[Source material]

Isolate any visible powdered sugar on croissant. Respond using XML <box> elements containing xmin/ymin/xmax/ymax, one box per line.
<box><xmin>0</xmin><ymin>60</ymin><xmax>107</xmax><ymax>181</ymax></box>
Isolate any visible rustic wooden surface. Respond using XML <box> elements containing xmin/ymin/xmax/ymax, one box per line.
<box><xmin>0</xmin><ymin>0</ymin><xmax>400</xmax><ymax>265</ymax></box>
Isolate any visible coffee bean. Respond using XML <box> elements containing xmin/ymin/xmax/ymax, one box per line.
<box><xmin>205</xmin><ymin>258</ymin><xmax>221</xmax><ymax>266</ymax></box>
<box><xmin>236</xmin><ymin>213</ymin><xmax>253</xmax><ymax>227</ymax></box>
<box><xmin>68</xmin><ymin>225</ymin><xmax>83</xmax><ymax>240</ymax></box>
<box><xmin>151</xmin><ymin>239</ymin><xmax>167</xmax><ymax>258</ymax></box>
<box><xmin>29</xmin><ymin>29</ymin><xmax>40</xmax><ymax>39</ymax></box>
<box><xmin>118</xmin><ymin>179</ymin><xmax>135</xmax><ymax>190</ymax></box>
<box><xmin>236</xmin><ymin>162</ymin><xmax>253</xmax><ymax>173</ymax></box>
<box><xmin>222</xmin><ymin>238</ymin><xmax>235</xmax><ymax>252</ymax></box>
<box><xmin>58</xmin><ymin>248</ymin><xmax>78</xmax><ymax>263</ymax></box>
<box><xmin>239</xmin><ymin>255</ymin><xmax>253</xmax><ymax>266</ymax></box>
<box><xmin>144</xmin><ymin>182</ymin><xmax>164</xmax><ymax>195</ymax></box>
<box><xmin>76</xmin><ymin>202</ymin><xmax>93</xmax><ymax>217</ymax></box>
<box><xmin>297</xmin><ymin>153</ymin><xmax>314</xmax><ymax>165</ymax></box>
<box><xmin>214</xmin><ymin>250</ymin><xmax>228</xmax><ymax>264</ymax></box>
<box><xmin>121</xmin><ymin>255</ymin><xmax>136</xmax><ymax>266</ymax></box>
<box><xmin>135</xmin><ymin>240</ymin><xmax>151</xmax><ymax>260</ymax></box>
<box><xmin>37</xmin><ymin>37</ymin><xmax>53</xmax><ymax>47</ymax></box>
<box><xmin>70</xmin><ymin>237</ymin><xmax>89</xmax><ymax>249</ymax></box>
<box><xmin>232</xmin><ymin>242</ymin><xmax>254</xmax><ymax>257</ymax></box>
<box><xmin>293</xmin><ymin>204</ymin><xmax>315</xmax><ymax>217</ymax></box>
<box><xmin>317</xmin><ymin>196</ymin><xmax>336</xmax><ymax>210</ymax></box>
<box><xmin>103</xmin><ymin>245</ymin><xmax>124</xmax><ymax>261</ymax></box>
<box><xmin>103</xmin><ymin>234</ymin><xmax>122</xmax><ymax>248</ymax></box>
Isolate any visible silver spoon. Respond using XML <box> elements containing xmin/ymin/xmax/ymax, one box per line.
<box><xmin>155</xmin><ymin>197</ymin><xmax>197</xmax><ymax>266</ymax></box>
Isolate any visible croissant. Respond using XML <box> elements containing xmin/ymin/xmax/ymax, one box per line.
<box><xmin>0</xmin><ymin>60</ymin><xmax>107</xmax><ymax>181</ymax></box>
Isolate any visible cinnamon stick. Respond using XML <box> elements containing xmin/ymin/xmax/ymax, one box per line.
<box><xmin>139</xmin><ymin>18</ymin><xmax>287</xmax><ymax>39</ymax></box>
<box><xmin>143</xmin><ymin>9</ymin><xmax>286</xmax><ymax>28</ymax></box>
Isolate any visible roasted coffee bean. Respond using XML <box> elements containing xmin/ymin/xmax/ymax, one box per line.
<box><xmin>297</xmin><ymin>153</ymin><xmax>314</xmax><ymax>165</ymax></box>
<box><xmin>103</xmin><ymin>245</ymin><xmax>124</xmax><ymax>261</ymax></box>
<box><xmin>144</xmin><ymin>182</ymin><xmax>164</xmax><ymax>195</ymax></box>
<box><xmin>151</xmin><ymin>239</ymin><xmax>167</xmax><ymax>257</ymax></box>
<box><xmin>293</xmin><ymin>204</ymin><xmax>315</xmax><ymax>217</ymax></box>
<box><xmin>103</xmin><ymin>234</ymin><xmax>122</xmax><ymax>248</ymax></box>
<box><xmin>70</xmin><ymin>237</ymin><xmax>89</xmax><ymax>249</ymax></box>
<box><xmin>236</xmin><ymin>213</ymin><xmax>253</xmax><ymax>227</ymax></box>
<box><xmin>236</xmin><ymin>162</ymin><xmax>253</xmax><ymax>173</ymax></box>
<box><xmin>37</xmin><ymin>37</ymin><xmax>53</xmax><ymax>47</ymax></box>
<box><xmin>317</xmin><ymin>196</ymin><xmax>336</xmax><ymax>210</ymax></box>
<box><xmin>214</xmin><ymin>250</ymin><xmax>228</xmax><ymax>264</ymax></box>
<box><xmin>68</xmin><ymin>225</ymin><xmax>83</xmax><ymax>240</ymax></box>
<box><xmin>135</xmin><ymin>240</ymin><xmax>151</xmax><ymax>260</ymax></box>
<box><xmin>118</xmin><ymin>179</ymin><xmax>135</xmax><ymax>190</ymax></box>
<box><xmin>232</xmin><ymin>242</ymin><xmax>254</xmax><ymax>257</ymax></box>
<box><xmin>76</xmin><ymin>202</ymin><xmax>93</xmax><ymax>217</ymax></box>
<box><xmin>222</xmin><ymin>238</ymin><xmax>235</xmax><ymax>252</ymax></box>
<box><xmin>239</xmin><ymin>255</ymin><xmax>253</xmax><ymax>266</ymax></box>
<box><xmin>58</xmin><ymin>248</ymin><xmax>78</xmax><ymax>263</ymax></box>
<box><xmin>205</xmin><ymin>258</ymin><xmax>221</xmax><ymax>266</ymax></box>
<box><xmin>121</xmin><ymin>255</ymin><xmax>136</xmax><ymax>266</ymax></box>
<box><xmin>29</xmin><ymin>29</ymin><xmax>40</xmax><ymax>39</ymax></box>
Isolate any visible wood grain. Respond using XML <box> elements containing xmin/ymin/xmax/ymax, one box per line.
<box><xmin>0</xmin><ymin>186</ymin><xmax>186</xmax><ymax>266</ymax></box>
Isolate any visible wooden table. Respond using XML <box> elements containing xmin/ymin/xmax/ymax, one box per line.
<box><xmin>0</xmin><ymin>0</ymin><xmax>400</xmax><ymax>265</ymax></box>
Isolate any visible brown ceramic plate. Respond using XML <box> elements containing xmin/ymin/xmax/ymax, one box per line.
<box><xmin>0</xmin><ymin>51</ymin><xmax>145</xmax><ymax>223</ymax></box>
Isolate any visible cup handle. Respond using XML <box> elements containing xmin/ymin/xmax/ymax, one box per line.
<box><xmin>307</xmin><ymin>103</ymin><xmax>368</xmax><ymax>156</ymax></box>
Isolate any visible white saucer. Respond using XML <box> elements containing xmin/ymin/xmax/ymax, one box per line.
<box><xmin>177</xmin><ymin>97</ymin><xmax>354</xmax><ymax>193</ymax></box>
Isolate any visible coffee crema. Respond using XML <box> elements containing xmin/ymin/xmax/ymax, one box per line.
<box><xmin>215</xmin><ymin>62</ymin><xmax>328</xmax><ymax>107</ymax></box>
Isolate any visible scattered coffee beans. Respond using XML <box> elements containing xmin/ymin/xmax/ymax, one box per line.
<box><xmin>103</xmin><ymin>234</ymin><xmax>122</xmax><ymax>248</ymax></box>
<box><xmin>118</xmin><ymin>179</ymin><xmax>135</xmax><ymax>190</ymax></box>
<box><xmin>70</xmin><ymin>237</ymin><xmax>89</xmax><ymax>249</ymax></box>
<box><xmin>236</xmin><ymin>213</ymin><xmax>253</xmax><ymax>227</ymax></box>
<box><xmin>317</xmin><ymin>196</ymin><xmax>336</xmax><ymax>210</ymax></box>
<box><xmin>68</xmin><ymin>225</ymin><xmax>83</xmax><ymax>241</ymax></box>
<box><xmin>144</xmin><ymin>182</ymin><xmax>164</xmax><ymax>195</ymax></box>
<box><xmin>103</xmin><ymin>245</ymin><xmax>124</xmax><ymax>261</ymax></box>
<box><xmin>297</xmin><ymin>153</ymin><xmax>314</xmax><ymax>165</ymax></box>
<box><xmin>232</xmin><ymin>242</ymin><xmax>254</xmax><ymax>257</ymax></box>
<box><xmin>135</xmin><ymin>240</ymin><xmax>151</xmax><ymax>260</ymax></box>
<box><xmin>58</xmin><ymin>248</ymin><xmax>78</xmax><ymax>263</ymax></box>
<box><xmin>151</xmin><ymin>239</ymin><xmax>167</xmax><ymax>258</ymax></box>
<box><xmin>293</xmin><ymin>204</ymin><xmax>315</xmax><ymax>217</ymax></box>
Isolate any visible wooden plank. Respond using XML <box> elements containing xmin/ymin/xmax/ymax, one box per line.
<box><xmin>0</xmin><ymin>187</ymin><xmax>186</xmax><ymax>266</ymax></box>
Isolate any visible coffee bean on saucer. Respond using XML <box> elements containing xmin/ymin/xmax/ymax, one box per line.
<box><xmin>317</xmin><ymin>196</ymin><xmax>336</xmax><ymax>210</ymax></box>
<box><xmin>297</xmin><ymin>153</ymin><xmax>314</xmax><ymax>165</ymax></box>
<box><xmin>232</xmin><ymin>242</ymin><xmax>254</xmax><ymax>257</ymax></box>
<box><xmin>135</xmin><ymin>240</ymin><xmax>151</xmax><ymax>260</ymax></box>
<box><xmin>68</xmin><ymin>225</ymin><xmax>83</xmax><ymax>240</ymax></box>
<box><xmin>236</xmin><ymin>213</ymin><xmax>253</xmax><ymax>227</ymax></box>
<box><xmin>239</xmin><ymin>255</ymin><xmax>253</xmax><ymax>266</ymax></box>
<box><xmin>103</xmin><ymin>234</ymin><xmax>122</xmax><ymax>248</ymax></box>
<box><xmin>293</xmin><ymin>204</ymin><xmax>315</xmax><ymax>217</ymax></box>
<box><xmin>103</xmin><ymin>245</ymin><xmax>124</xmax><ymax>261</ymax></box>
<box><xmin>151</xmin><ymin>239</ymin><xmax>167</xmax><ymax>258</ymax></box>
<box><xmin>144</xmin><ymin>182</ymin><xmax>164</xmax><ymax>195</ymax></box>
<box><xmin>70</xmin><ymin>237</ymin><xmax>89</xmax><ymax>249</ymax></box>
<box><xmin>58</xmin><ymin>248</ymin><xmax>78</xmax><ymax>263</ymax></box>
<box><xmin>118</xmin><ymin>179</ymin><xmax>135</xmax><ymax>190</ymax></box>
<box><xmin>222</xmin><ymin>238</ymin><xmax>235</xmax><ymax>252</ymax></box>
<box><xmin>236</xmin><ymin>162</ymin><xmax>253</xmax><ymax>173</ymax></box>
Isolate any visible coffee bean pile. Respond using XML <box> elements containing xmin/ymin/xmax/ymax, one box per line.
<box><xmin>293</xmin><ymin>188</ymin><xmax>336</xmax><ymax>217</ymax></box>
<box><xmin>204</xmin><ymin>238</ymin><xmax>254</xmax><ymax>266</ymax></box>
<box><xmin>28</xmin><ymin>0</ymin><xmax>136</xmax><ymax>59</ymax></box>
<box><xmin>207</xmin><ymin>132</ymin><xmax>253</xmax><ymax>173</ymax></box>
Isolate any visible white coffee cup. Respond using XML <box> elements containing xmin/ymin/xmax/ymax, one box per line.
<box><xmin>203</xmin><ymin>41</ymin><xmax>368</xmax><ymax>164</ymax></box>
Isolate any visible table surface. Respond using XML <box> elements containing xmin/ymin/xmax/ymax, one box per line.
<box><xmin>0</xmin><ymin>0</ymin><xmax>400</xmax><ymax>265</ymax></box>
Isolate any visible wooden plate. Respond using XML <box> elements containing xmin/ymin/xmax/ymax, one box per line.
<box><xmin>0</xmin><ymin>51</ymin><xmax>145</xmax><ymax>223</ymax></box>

---

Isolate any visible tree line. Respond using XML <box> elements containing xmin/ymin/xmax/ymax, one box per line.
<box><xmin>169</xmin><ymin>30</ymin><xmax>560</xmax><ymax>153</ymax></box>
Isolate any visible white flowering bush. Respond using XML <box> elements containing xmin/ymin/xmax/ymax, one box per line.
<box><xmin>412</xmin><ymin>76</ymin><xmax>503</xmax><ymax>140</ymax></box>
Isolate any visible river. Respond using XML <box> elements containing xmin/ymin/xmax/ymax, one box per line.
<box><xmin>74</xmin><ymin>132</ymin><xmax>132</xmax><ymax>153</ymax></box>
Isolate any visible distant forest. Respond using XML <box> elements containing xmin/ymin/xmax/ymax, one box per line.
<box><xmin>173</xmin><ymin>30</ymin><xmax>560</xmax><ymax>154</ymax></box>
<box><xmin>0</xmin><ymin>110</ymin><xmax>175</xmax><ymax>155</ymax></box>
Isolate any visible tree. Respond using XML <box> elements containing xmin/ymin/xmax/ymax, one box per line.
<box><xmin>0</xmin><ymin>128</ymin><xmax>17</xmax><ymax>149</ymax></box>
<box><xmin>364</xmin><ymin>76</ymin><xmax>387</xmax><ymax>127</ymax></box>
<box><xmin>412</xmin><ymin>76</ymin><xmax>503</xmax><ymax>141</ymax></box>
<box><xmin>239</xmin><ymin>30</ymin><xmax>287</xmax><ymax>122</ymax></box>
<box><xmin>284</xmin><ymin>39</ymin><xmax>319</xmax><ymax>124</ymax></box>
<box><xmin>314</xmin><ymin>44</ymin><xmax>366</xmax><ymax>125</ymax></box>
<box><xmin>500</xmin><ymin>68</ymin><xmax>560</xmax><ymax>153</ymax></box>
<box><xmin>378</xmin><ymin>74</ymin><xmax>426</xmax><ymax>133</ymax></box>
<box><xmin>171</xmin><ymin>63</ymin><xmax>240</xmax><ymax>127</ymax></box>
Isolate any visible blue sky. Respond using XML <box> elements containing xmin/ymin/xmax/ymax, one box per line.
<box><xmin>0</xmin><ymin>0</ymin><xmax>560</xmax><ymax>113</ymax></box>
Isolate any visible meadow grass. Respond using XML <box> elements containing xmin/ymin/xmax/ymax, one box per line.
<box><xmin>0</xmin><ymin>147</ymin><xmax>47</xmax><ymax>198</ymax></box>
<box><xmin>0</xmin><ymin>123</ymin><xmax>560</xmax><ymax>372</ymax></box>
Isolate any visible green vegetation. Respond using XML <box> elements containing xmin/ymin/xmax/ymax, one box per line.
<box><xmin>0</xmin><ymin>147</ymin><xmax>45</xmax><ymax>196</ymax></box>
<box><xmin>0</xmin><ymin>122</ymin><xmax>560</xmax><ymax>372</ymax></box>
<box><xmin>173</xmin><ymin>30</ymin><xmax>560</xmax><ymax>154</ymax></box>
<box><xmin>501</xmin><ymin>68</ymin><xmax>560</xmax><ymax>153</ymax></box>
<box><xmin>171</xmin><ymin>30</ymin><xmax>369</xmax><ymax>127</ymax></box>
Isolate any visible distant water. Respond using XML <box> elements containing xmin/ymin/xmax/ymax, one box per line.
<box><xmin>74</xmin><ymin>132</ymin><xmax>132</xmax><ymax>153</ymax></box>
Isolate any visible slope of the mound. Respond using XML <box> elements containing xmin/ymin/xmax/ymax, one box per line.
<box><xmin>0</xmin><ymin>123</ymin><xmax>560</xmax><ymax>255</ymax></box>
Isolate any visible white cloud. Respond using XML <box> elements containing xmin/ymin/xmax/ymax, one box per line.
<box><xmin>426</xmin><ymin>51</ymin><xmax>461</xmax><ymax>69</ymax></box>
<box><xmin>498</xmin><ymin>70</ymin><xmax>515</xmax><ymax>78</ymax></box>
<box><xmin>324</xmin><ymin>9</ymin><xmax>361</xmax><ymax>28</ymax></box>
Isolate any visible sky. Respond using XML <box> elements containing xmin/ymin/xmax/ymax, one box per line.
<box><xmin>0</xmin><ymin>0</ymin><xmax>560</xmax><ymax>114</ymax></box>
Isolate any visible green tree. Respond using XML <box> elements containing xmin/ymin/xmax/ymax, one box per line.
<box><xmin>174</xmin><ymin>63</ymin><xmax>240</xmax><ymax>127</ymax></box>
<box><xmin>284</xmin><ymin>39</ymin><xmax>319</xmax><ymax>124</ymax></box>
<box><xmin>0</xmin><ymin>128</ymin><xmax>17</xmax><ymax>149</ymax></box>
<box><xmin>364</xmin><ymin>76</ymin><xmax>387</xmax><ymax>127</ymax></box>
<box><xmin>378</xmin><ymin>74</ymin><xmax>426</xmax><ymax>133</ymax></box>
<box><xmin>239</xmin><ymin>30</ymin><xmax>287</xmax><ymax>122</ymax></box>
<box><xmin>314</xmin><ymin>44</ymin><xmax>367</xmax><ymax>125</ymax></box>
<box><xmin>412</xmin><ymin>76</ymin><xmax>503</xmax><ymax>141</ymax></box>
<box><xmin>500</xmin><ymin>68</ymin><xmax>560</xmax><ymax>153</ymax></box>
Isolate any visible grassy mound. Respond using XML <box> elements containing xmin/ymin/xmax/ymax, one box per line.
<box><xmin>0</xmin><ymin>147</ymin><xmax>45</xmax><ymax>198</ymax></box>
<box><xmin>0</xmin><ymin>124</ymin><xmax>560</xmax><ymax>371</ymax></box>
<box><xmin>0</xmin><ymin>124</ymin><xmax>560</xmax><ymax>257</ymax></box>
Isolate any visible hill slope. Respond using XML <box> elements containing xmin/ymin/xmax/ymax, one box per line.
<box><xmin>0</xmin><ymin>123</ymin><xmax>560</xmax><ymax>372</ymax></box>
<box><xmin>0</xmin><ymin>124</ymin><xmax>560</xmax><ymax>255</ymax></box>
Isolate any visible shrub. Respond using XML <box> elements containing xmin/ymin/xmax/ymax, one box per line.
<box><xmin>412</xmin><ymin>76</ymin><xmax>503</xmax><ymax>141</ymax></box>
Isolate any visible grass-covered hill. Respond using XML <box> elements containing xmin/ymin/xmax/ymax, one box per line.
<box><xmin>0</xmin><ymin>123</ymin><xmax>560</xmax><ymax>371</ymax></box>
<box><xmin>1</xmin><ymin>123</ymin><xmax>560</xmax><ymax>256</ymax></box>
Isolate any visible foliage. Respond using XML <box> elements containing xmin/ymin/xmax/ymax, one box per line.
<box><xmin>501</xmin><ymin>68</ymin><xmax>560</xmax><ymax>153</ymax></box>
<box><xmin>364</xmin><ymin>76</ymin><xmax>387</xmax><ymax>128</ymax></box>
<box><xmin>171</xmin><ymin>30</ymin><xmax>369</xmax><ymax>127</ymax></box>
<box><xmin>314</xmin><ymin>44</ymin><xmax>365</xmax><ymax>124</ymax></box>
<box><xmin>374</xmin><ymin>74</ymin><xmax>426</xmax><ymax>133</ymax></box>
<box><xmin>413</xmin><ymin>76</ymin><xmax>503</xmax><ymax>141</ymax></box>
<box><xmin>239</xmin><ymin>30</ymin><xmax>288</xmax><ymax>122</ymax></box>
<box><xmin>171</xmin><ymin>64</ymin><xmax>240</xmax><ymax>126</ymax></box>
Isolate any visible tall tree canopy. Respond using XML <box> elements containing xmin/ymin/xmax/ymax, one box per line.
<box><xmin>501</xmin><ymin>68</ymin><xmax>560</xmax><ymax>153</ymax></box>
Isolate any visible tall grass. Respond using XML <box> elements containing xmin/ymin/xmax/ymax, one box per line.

---

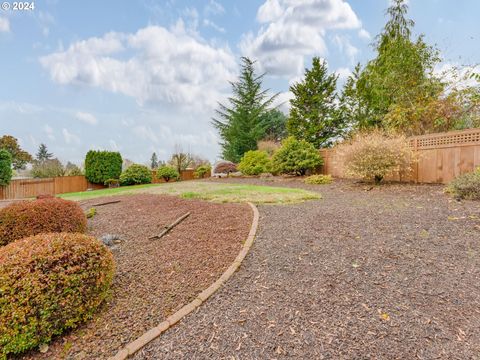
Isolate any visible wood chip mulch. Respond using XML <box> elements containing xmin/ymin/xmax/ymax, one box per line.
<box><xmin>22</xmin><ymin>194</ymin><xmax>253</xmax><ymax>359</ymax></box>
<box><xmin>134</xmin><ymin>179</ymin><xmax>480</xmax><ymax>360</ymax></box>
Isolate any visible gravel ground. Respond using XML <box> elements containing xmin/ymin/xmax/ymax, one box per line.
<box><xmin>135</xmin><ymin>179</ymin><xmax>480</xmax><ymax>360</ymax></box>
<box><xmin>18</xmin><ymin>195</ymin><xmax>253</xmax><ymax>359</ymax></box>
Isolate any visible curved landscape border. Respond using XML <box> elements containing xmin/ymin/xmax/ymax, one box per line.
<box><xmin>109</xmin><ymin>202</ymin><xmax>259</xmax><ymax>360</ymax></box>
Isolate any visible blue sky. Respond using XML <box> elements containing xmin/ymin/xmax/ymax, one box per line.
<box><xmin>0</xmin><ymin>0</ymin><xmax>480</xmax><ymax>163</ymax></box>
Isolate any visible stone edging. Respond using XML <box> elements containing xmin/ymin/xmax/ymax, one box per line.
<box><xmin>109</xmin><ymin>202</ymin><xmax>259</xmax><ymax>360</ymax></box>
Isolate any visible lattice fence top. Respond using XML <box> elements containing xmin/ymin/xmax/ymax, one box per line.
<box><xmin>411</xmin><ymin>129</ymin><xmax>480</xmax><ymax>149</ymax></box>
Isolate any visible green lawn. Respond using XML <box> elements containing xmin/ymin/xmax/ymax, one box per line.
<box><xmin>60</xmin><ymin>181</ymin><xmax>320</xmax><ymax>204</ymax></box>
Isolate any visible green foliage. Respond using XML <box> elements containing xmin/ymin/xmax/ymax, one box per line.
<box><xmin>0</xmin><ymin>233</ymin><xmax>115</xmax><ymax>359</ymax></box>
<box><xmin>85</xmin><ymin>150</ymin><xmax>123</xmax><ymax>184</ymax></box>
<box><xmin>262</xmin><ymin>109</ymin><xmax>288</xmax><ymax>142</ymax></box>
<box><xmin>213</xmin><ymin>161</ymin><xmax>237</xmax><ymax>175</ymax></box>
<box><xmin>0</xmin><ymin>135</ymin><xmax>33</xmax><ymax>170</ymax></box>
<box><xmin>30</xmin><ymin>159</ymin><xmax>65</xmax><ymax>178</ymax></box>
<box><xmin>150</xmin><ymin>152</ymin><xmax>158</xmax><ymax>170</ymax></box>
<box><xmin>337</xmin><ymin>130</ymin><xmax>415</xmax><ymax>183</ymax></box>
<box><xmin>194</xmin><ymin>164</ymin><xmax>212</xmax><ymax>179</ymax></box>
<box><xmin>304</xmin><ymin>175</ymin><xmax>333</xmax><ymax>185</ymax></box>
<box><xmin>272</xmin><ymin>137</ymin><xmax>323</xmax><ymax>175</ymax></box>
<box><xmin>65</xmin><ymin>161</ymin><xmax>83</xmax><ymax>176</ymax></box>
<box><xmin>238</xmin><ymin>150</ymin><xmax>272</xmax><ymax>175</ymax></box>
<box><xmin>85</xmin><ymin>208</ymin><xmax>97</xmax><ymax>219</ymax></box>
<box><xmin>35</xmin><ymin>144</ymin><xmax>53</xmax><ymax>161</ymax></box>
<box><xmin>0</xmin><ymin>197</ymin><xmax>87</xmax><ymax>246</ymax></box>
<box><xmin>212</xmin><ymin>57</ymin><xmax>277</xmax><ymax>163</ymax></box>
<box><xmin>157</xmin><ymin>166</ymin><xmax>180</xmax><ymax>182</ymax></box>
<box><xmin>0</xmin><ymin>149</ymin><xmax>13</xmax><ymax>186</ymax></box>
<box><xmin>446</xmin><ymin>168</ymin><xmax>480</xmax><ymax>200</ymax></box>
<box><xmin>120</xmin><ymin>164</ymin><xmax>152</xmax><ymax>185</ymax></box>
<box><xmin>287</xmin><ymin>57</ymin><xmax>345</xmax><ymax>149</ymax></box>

[Problem statement]
Select and copy every line of the records above that contains the word "mound". Case counts.

[Correct result]
Isolate any visible slope of the mound. Respond using XML <box> elements containing xmin/ymin/xmax/ymax, one box per line.
Isolate any visible grassy mound. Respond using XML <box> elements containing xmin/ymin/xmax/ymax, one box per line.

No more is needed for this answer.